**Data to use**
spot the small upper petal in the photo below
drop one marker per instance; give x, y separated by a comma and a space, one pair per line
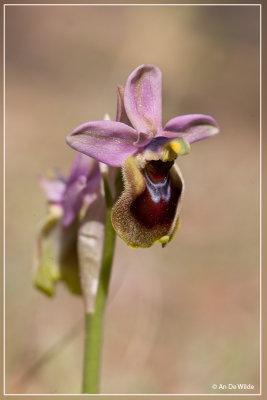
192, 127
121, 115
143, 98
110, 142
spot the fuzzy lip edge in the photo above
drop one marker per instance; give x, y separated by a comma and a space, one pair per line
174, 228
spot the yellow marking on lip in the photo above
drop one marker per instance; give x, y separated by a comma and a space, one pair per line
176, 146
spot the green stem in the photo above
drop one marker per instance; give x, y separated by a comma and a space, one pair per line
94, 322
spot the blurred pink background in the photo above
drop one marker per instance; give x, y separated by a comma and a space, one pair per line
179, 319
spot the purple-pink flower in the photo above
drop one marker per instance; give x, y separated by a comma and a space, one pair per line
69, 244
148, 209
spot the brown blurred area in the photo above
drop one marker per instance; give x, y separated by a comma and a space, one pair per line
178, 319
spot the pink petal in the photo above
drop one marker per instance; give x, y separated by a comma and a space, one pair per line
110, 142
192, 127
142, 98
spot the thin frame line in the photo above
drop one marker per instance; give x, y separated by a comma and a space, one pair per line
131, 4
4, 196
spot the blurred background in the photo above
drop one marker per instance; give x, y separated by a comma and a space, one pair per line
178, 319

**Work to be completed**
Write out the records word for word, starting at the line containing "spot the pink petal in the photo above" and continuing through the last line of the records.

**Answer to this problem**
spot the pink petal in the photo above
drop one marker per instance; give x, y separated by a comma and a space, one pair per line
110, 142
192, 127
142, 98
spot the thin frame line in the photo above
drop one marker per instance; give x, y separated by a comma and a space, one pair per line
131, 4
4, 196
spot the blurred background in the photo above
drop one marker per instance; give x, y separated by a comma and a space, one pair per line
178, 319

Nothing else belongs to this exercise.